_YOUR INSTRUCTIONS_.
Collect all lines below with the string "hibiscus".

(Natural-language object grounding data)
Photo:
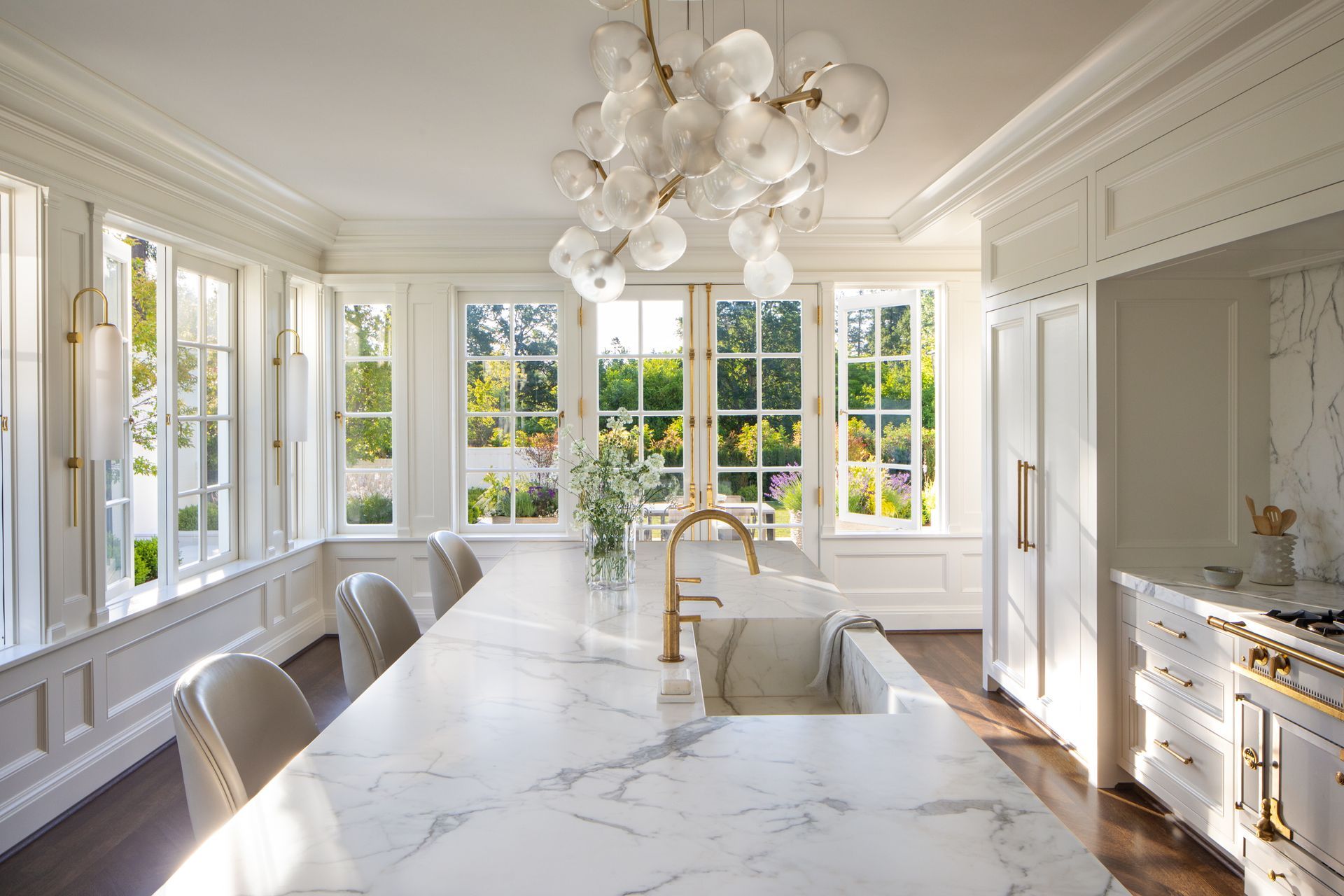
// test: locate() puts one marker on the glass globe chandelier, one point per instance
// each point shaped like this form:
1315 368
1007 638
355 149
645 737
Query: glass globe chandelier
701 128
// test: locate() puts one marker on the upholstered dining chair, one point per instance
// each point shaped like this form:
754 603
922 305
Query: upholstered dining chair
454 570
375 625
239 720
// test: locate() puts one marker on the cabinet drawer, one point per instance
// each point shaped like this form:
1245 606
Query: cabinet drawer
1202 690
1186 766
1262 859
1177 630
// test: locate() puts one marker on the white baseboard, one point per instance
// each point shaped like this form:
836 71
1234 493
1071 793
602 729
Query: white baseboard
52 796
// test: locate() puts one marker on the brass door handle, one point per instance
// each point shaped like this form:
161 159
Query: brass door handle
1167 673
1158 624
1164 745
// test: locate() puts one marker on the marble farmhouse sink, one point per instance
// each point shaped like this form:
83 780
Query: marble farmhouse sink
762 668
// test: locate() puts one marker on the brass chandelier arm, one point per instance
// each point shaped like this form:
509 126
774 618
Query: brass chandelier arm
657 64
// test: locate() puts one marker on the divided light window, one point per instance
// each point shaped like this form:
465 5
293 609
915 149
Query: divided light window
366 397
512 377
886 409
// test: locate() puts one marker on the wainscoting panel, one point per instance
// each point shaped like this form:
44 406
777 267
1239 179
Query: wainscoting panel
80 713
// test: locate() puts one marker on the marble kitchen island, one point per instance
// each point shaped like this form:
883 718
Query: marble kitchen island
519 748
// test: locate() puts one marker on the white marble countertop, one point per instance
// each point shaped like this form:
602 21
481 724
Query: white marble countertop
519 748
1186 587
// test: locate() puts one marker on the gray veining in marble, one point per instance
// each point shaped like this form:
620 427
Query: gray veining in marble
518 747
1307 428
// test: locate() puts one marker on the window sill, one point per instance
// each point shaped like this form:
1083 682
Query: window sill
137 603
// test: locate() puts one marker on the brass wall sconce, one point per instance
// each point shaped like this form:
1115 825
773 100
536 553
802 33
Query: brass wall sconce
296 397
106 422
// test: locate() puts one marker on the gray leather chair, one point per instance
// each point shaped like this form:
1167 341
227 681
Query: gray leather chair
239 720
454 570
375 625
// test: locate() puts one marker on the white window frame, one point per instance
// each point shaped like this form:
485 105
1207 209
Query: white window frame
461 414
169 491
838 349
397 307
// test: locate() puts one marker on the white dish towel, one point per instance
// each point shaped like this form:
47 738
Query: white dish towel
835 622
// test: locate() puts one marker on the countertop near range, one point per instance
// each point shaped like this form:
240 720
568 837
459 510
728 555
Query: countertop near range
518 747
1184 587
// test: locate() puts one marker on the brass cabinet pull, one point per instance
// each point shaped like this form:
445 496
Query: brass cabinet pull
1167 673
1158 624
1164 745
* * *
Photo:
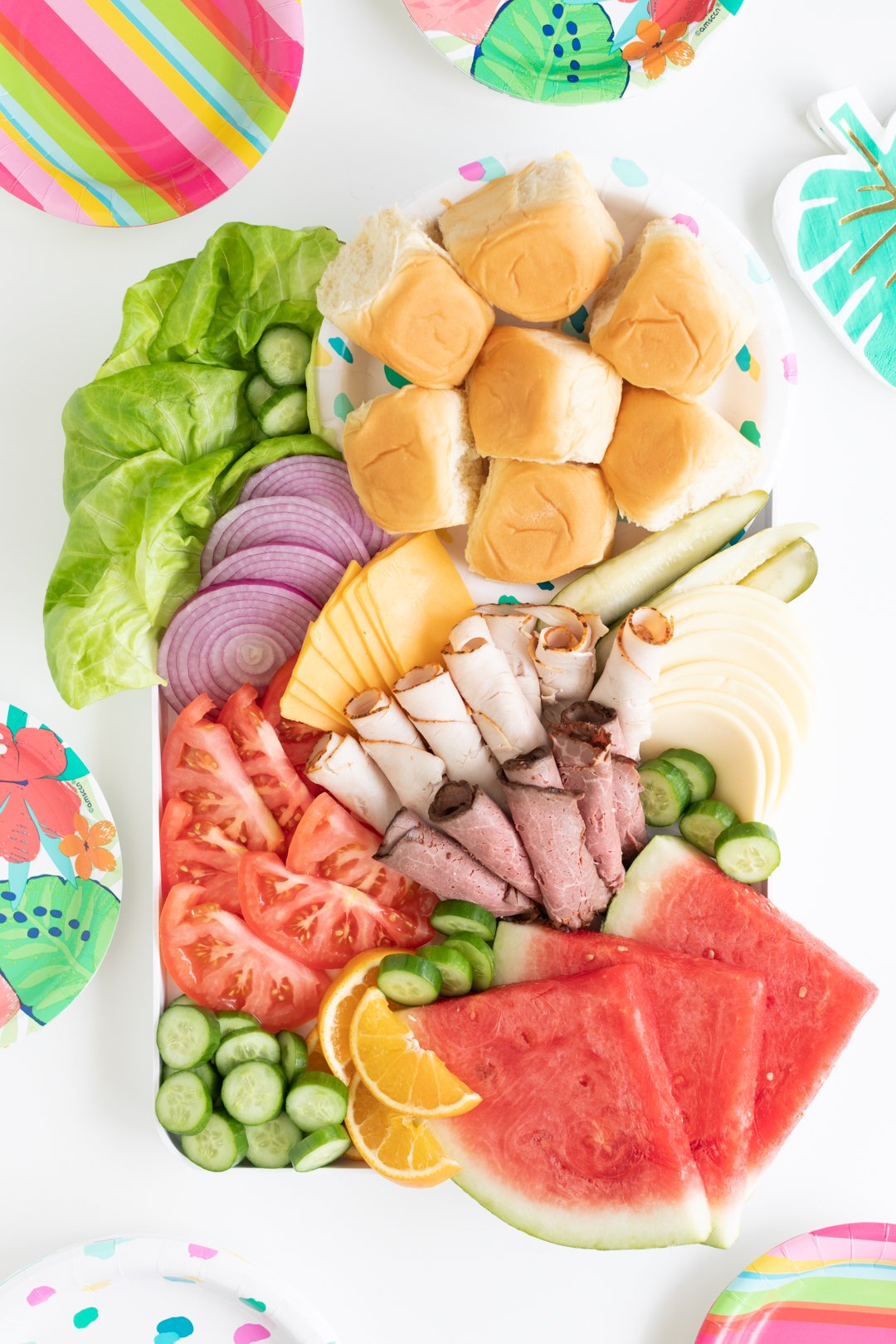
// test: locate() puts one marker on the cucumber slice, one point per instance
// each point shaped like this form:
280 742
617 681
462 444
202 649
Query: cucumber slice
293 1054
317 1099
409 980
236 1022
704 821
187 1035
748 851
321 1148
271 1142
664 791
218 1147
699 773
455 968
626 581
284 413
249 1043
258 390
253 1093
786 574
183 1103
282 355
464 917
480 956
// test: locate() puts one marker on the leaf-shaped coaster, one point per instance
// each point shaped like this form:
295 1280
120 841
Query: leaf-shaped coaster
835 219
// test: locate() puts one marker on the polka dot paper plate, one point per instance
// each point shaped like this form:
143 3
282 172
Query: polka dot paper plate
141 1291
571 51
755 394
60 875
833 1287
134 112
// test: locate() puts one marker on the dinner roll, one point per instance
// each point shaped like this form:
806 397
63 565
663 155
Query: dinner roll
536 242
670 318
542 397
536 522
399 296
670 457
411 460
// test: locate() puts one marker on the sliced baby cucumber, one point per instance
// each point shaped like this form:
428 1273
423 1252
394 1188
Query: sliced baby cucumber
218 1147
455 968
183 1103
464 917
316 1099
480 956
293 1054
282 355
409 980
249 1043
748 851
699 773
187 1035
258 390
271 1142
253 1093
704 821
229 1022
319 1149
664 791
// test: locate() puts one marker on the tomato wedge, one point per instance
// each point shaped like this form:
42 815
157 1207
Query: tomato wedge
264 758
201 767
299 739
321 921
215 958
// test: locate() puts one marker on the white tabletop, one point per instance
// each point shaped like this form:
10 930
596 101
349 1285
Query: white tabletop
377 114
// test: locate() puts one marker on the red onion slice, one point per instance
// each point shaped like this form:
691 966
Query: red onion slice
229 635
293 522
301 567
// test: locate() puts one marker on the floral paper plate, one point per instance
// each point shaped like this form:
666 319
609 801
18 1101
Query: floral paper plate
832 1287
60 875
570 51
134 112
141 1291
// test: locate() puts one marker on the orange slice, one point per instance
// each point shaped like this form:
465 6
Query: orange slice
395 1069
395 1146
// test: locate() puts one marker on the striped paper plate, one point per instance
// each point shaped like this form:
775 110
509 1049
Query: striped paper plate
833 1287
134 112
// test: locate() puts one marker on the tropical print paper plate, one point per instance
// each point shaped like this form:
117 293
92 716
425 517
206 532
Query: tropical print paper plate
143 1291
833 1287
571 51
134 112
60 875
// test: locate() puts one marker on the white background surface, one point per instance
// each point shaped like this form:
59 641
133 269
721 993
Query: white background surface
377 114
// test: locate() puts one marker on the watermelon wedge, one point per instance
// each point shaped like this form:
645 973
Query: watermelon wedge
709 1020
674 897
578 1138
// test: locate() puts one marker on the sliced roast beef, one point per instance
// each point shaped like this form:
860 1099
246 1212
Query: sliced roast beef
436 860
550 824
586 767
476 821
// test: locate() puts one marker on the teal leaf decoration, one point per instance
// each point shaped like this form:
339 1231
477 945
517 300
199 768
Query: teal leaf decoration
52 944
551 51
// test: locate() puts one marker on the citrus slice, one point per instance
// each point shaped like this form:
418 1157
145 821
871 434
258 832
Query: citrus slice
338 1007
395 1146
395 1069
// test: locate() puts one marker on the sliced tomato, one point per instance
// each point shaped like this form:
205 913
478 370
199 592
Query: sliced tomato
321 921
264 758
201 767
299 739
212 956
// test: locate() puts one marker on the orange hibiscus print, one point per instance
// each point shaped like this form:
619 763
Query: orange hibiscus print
---
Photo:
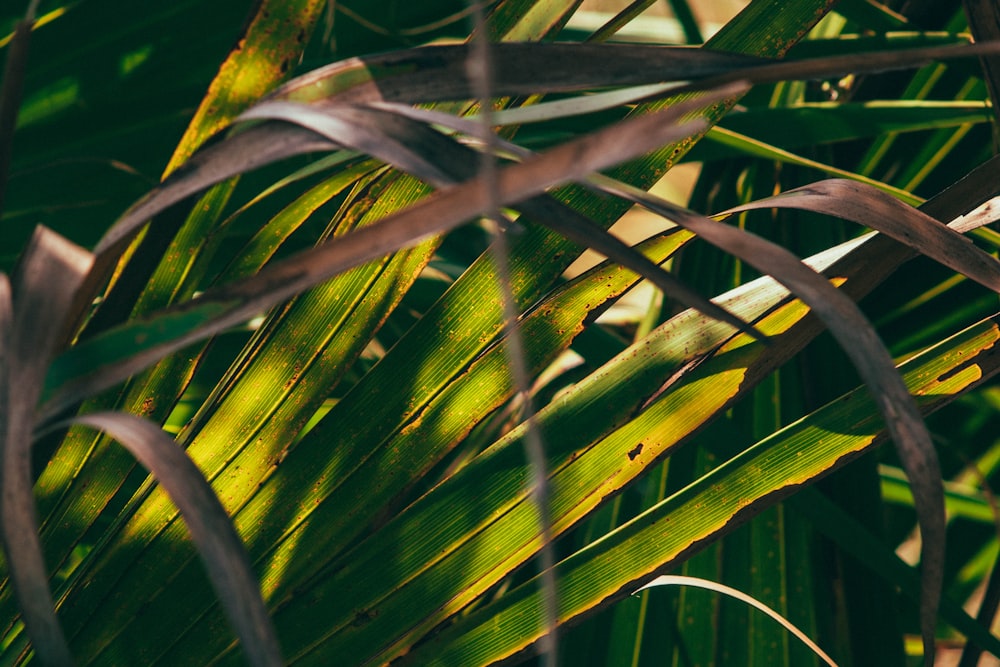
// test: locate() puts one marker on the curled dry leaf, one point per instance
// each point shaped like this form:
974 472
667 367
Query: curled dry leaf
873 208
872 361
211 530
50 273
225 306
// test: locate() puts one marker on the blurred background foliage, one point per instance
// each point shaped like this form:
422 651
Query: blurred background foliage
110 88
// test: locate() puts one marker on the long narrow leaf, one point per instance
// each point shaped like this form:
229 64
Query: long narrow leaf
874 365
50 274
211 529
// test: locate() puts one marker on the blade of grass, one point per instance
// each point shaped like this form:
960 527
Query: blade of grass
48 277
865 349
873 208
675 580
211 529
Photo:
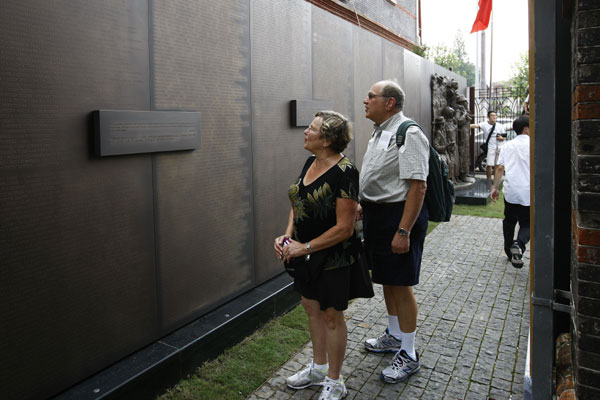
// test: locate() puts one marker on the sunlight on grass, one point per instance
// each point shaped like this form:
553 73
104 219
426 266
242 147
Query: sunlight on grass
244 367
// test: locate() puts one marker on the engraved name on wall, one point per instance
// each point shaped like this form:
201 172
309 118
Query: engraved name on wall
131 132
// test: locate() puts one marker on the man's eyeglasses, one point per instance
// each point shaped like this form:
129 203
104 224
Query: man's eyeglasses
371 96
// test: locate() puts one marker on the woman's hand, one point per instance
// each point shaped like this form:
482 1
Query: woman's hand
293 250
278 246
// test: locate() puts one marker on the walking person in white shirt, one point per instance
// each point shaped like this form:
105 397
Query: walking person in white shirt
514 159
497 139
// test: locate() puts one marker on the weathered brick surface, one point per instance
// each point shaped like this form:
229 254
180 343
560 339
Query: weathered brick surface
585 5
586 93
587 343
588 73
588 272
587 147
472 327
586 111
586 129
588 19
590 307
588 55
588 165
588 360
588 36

_SOLUTION TO THE PROBLEM_.
// test: locate() puts one marker on the orange hibiscus print, one point per instance
Query: orange hibiscus print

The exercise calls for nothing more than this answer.